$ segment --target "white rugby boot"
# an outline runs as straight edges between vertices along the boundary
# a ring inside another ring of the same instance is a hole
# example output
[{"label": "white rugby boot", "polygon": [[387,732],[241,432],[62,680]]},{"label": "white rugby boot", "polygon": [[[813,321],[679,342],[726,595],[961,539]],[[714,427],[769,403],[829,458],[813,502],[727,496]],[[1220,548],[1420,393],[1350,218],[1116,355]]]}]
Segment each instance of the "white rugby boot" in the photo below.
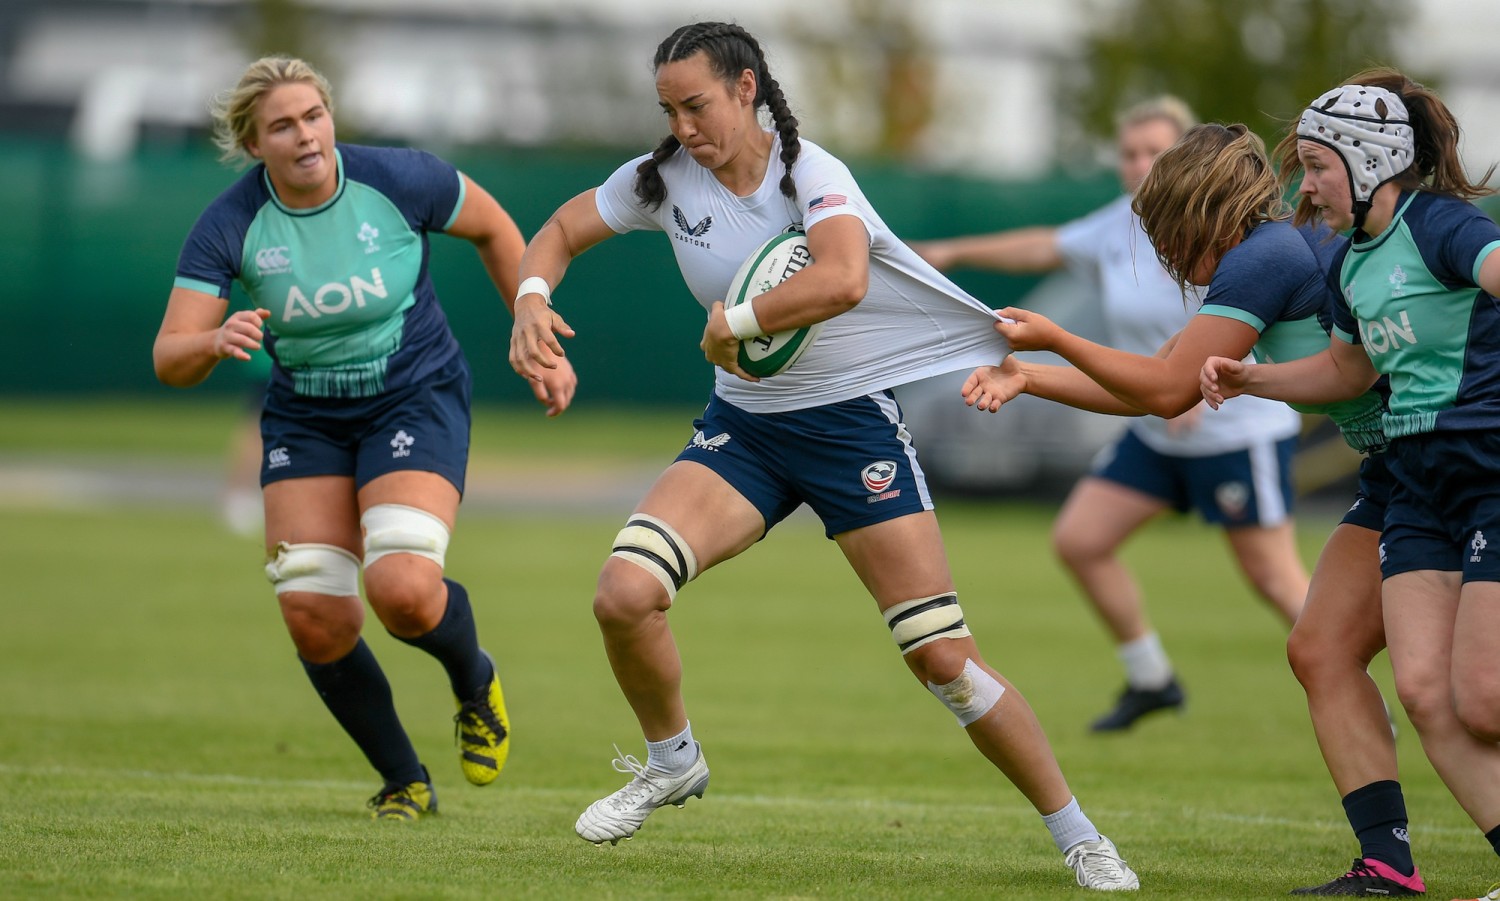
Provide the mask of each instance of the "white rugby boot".
[{"label": "white rugby boot", "polygon": [[698,759],[680,776],[670,776],[643,766],[634,756],[623,753],[620,746],[615,745],[615,753],[620,756],[611,764],[616,772],[629,773],[633,778],[624,788],[589,805],[573,825],[578,837],[596,845],[605,842],[613,845],[622,838],[635,835],[656,808],[667,804],[681,807],[690,796],[702,798],[703,791],[708,788],[708,763],[703,759],[703,747],[697,742],[693,744],[697,747]]},{"label": "white rugby boot", "polygon": [[1073,868],[1073,875],[1084,888],[1133,892],[1141,887],[1141,880],[1115,850],[1115,843],[1102,835],[1097,842],[1079,842],[1069,848],[1063,860]]}]

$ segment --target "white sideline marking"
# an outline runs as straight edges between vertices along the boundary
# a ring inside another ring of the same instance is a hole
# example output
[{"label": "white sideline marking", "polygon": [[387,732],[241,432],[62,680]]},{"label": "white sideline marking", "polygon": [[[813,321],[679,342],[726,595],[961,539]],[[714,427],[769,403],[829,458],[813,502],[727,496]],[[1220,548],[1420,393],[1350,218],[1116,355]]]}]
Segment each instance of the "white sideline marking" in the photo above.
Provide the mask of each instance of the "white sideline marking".
[{"label": "white sideline marking", "polygon": [[[344,779],[267,779],[260,776],[238,776],[233,773],[163,773],[153,770],[90,770],[81,767],[63,766],[17,766],[14,764],[0,763],[0,774],[15,774],[24,776],[69,776],[87,779],[133,779],[139,782],[194,782],[203,785],[248,785],[258,788],[324,788],[340,789],[349,791],[367,791],[370,780],[354,782]],[[584,803],[589,798],[586,790],[561,789],[561,788],[528,788],[507,786],[506,791],[511,794],[529,795],[539,798],[556,798],[560,801],[572,801]],[[900,799],[868,798],[798,798],[780,797],[775,795],[733,795],[716,792],[713,794],[714,804],[740,804],[746,807],[803,807],[812,809],[851,809],[851,810],[911,810],[918,812],[947,813],[962,811],[966,813],[981,813],[988,815],[1005,814],[1010,811],[1000,810],[995,805],[987,804],[933,804],[922,801],[902,801]],[[1160,813],[1143,813],[1141,811],[1120,810],[1117,808],[1093,809],[1092,812],[1106,823],[1117,819],[1162,819]],[[1027,816],[1030,814],[1027,813]],[[1236,823],[1243,826],[1266,826],[1275,829],[1306,829],[1313,832],[1343,832],[1348,830],[1349,825],[1342,821],[1334,820],[1293,820],[1286,817],[1273,817],[1264,814],[1237,814],[1224,813],[1214,810],[1199,810],[1193,807],[1184,807],[1172,814],[1184,820],[1198,822],[1221,822]],[[1477,827],[1458,826],[1436,826],[1426,825],[1415,827],[1422,835],[1458,835],[1467,836],[1474,832]]]}]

- Problem statement:
Take the listing above from its first line through the line containing "the photo below.", and transcribe that stretch exactly, with no other lines.

- Expected answer:
$ segment --target "white rugby boot"
# an outline runs as straight edges between vertices along the boundary
# a ring inside another ring of the same instance is a hole
# example output
[{"label": "white rugby boot", "polygon": [[387,732],[241,432],[62,680]]},{"label": "white rugby boot", "polygon": [[[813,321],[679,342],[726,595],[961,539]],[[714,427],[769,403],[829,458],[813,502],[727,496]],[[1220,548],[1420,393],[1350,218],[1116,355]]]}]
Segment each instance of the "white rugby boot" in the photo below.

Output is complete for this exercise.